**Aim of the task:** Give the part of the listing from its start through the line containing "an instance may span separate parts" as a JSON list of strings, one string per line, with blank lines left out. Omit the pictures from your answer.

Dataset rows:
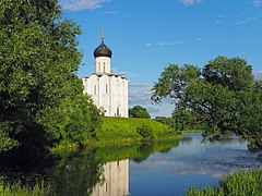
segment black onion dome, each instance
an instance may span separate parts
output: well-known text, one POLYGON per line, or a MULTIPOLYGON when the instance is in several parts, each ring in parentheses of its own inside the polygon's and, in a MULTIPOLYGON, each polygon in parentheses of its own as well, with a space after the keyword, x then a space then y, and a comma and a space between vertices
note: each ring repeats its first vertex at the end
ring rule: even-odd
POLYGON ((102 40, 102 44, 95 49, 94 56, 95 56, 95 58, 98 58, 98 57, 108 57, 108 58, 111 58, 112 52, 111 52, 111 50, 105 45, 104 40, 102 40))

**Solution:**
[
  "segment black onion dome, each instance",
  "an instance may span separate parts"
]